+++ TEXT PASSAGE +++

On a fresh installation of lighttpd (which I chose instead of Apache because the server was dreadfully old and slow), I discovered that although html and other client-side files worked fine, trying to browse php and cgi files resulted in a “403 Forbidden” message. Being an Apache veteran, I checked the htaccess (there was none), made sure the permissions were properly set (world-readable), and looked through the config file to make sure I had gotten rid of all of the lines that instructed the server to return 403 on .php requests (I had had a problem with those in Apache once). Nothing. I checked the error log – nothing noteworthy.

I next checked to make sure the modules were being loaded. Well, the instruction to load the modules was right there:

server.modules = (
            "mod_access",
            "mod_alias",
            "mod_accesslog",
            "mod_compress",
            "mod_fastcgi",
#           "mod_rewrite",
#           "mod_redirect",
#           "mod_evhost",
#           "mod_usertrack",
#           "mod_rrdtool",
#           "mod_webdav",
#           "mod_expire",
#           "mod_flv_streaming",
#           "mod_evasive"

+++

GIVEN EXERCISE 1: In the lighttpd troubleshooting text, why did the author search the config file for lines that made the server return 403 on .php requests?
GIVEN EXERCISE 2: Reproduce the part of the lighttpd troubleshooting text that opens with the words containing "On a fresh installation" and closes with "log – nothing noteworthy.", swapping "Apache" for "nginx".
GIVEN EXERCISE 3: Extend the lighttpd troubleshooting text past its final line.

+++ PROVIDED INFORMATION +++

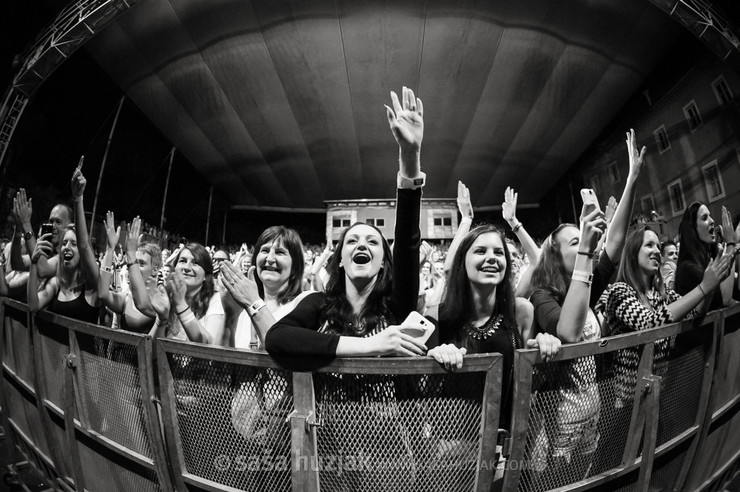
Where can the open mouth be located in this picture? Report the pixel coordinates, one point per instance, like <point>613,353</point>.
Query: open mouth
<point>361,258</point>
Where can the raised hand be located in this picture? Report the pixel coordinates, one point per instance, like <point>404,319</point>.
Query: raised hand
<point>611,207</point>
<point>406,120</point>
<point>549,345</point>
<point>464,204</point>
<point>132,240</point>
<point>636,158</point>
<point>112,232</point>
<point>160,302</point>
<point>508,208</point>
<point>78,184</point>
<point>448,355</point>
<point>242,288</point>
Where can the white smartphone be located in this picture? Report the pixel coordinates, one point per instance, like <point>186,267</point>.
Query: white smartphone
<point>421,328</point>
<point>590,200</point>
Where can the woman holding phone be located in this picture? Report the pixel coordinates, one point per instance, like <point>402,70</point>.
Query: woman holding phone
<point>370,291</point>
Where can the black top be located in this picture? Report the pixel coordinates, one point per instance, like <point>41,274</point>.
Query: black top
<point>294,341</point>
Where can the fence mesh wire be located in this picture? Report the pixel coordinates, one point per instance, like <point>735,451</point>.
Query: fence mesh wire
<point>578,424</point>
<point>410,432</point>
<point>233,422</point>
<point>54,347</point>
<point>111,392</point>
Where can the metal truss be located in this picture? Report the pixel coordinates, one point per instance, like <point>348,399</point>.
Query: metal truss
<point>72,28</point>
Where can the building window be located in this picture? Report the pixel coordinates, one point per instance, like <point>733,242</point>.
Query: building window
<point>713,181</point>
<point>661,138</point>
<point>693,118</point>
<point>722,90</point>
<point>648,203</point>
<point>614,172</point>
<point>675,193</point>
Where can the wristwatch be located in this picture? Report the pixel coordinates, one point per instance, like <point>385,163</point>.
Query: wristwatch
<point>411,184</point>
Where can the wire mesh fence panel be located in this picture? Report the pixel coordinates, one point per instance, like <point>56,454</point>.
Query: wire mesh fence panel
<point>111,392</point>
<point>233,422</point>
<point>106,471</point>
<point>682,374</point>
<point>579,420</point>
<point>54,348</point>
<point>400,432</point>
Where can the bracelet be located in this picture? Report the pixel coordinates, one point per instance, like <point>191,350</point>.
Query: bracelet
<point>702,291</point>
<point>254,308</point>
<point>582,276</point>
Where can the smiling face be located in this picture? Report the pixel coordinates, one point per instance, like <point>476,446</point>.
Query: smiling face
<point>485,261</point>
<point>274,265</point>
<point>70,255</point>
<point>568,239</point>
<point>705,225</point>
<point>192,273</point>
<point>648,257</point>
<point>362,252</point>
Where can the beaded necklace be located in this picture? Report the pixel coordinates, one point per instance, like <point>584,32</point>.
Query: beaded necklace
<point>486,330</point>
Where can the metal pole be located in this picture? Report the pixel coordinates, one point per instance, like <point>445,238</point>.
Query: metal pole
<point>208,219</point>
<point>102,166</point>
<point>166,187</point>
<point>223,234</point>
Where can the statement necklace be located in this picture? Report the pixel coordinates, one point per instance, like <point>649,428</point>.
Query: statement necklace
<point>485,331</point>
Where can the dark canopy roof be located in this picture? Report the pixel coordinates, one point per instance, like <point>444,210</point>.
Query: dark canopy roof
<point>280,103</point>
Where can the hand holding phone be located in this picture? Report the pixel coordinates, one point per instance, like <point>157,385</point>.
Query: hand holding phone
<point>417,326</point>
<point>589,200</point>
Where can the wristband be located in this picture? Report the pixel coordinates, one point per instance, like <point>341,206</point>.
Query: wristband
<point>582,276</point>
<point>704,294</point>
<point>254,308</point>
<point>411,184</point>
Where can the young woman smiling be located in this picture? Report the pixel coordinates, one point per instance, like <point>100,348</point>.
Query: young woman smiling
<point>190,308</point>
<point>697,237</point>
<point>638,300</point>
<point>370,291</point>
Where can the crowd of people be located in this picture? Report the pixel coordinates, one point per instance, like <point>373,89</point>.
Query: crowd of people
<point>487,291</point>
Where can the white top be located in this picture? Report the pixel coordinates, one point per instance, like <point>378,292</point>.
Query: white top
<point>245,329</point>
<point>213,321</point>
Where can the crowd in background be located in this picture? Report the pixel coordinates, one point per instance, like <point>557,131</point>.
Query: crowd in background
<point>489,290</point>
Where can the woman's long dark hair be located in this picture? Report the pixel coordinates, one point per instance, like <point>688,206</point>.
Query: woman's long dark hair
<point>457,301</point>
<point>692,248</point>
<point>549,273</point>
<point>199,302</point>
<point>290,239</point>
<point>629,269</point>
<point>338,312</point>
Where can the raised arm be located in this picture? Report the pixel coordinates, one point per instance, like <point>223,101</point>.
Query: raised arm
<point>576,303</point>
<point>407,125</point>
<point>465,207</point>
<point>620,222</point>
<point>87,256</point>
<point>508,211</point>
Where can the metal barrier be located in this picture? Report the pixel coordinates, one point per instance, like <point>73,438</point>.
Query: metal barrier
<point>658,409</point>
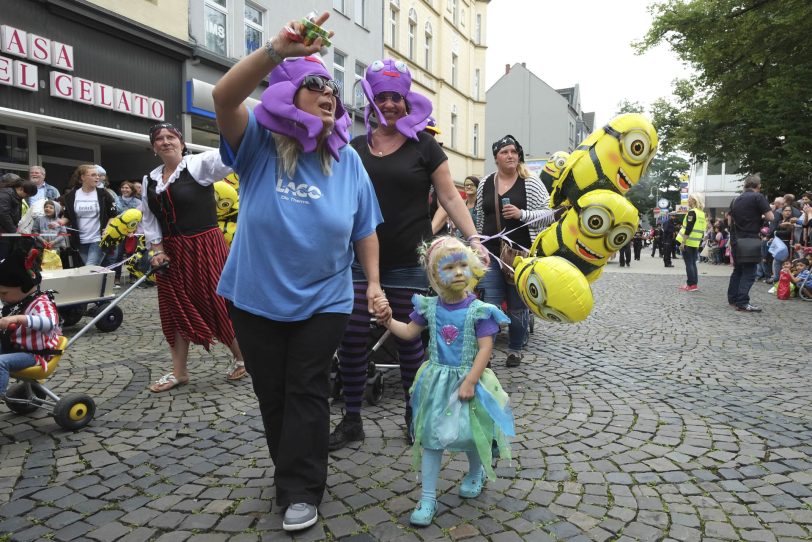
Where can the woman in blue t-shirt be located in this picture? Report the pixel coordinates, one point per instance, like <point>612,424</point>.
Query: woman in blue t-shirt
<point>305,204</point>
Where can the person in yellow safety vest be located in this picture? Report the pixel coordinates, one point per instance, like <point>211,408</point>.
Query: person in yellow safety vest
<point>690,236</point>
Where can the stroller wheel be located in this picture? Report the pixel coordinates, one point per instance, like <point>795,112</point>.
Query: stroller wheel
<point>22,392</point>
<point>374,390</point>
<point>111,320</point>
<point>74,411</point>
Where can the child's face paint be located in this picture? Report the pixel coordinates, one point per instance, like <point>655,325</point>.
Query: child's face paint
<point>453,272</point>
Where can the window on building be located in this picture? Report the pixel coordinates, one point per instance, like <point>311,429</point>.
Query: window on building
<point>359,13</point>
<point>427,47</point>
<point>359,91</point>
<point>253,29</point>
<point>216,17</point>
<point>454,127</point>
<point>412,33</point>
<point>339,59</point>
<point>13,146</point>
<point>715,167</point>
<point>393,26</point>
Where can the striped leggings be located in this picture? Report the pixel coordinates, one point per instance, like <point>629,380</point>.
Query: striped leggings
<point>352,353</point>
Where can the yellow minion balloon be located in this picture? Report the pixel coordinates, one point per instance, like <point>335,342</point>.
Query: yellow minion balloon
<point>552,169</point>
<point>612,158</point>
<point>227,200</point>
<point>553,289</point>
<point>597,226</point>
<point>234,180</point>
<point>229,228</point>
<point>120,227</point>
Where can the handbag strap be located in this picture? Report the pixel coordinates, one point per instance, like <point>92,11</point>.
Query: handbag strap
<point>496,201</point>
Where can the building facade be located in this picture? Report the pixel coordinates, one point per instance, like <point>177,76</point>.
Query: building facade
<point>81,84</point>
<point>223,31</point>
<point>543,119</point>
<point>443,43</point>
<point>719,182</point>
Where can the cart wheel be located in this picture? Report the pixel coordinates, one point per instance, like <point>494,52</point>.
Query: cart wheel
<point>111,320</point>
<point>374,392</point>
<point>74,411</point>
<point>23,392</point>
<point>71,315</point>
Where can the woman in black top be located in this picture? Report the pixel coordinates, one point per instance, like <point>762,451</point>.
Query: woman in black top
<point>404,163</point>
<point>180,224</point>
<point>520,199</point>
<point>12,191</point>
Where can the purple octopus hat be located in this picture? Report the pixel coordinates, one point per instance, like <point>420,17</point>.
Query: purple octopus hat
<point>393,76</point>
<point>277,113</point>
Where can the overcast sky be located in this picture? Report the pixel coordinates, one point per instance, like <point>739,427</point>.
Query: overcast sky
<point>587,42</point>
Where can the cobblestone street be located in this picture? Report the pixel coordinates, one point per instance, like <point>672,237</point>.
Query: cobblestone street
<point>664,416</point>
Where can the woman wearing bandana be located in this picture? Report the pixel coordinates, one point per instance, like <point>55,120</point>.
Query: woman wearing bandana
<point>520,198</point>
<point>404,163</point>
<point>306,206</point>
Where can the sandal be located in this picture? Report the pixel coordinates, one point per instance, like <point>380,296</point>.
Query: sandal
<point>236,370</point>
<point>166,383</point>
<point>424,512</point>
<point>471,485</point>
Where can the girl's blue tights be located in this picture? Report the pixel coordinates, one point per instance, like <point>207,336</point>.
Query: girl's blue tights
<point>431,470</point>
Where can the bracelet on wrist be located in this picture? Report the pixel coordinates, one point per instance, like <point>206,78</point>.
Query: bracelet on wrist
<point>272,53</point>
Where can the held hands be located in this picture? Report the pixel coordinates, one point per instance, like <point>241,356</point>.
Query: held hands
<point>467,390</point>
<point>288,44</point>
<point>19,320</point>
<point>510,211</point>
<point>382,310</point>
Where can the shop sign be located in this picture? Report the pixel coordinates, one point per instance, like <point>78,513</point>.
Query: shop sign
<point>41,50</point>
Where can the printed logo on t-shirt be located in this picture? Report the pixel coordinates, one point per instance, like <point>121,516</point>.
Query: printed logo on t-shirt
<point>298,193</point>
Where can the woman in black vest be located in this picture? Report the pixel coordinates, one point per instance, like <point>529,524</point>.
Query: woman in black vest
<point>180,224</point>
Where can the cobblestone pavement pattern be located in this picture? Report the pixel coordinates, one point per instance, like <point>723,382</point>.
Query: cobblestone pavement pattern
<point>664,416</point>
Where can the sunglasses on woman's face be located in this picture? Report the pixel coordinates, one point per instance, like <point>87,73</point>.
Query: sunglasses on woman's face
<point>316,83</point>
<point>393,97</point>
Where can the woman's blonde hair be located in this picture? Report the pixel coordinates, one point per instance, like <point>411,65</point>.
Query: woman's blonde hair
<point>430,253</point>
<point>288,150</point>
<point>698,199</point>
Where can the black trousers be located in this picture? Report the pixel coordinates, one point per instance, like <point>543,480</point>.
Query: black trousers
<point>289,363</point>
<point>637,246</point>
<point>625,255</point>
<point>666,250</point>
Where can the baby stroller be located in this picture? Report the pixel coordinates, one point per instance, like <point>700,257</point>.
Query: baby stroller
<point>71,411</point>
<point>383,354</point>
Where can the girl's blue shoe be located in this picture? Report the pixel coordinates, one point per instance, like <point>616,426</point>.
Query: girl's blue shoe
<point>424,513</point>
<point>472,483</point>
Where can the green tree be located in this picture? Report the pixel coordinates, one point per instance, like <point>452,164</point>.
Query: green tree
<point>751,98</point>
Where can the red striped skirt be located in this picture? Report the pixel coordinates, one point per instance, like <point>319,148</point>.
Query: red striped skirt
<point>187,290</point>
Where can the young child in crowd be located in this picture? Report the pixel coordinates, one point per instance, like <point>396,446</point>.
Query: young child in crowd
<point>785,287</point>
<point>457,401</point>
<point>800,276</point>
<point>49,224</point>
<point>29,326</point>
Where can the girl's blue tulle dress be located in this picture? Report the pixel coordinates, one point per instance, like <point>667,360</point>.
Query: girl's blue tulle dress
<point>441,421</point>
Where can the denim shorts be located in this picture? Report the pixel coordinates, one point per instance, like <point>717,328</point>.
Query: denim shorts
<point>412,278</point>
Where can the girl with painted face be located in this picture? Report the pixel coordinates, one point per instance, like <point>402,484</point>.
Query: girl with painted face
<point>457,401</point>
<point>289,285</point>
<point>404,163</point>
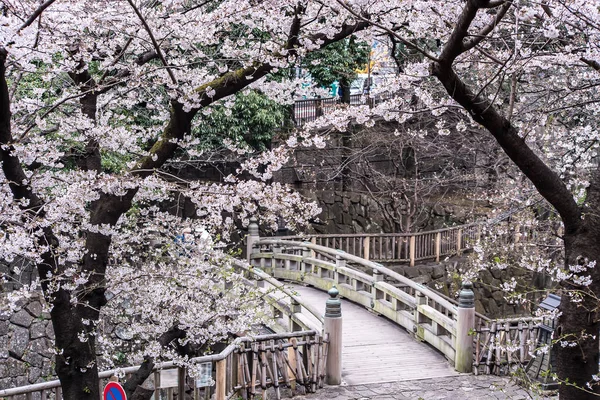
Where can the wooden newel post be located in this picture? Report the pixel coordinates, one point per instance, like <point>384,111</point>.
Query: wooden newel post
<point>465,324</point>
<point>333,328</point>
<point>221,380</point>
<point>253,237</point>
<point>411,251</point>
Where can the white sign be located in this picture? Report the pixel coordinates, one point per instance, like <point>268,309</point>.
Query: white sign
<point>204,377</point>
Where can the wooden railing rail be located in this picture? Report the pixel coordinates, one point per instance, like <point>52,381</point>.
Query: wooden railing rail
<point>430,316</point>
<point>400,247</point>
<point>248,364</point>
<point>293,314</point>
<point>417,308</point>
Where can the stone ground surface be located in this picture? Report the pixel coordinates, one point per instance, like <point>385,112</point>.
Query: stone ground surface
<point>463,387</point>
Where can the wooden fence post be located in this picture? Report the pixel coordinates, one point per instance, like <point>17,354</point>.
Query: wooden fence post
<point>465,323</point>
<point>252,237</point>
<point>295,308</point>
<point>221,381</point>
<point>333,328</point>
<point>438,246</point>
<point>411,251</point>
<point>181,382</point>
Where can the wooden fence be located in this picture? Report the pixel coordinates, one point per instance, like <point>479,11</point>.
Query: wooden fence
<point>401,247</point>
<point>498,345</point>
<point>248,366</point>
<point>308,110</point>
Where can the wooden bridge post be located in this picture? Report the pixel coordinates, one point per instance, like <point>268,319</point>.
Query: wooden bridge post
<point>221,380</point>
<point>339,263</point>
<point>306,253</point>
<point>252,237</point>
<point>411,251</point>
<point>333,328</point>
<point>271,269</point>
<point>465,323</point>
<point>438,246</point>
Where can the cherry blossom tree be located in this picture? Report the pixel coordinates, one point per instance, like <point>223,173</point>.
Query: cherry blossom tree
<point>95,97</point>
<point>528,73</point>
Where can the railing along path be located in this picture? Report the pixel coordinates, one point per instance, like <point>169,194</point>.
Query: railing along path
<point>496,346</point>
<point>400,247</point>
<point>248,366</point>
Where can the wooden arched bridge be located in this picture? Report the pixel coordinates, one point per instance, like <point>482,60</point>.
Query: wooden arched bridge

+++

EXPECTED OUTPUT 1: The author had once had a problem with such lines in Apache. So they checked that every instruction making the server return 403 on .php requests had been removed from the config file.

EXPECTED OUTPUT 2:
On a fresh installation of lighttpd (which I chose instead of nginx because the server was dreadfully old and slow), I discovered that although html and other client-side files worked fine, trying to browse php and cgi files resulted in a “403 Forbidden” message. Being an nginx veteran, I checked the htaccess (there was none), made sure the permissions were properly set (world-readable), and looked through the config file to make sure I had gotten rid of all of the lines that instructed the server to return 403 on .php requests (I had had a problem with those in nginx once). Nothing. I checked the error log – nothing noteworthy.

EXPECTED OUTPUT 3:
)

Later on in the file, I found instructions to load php via fast-cgi:

static-file.exclude-extensions = ( ".php", ".pl", ".fcgi",".cgi")

The ultimate solution was trivial. Lighttpd apparently has pretty bad error reporting – the modules were not, in fact, being loaded. I had to move the appropriate files from /etc/lighttpd/conf-available to /etc/lighttpd/conf-enabled.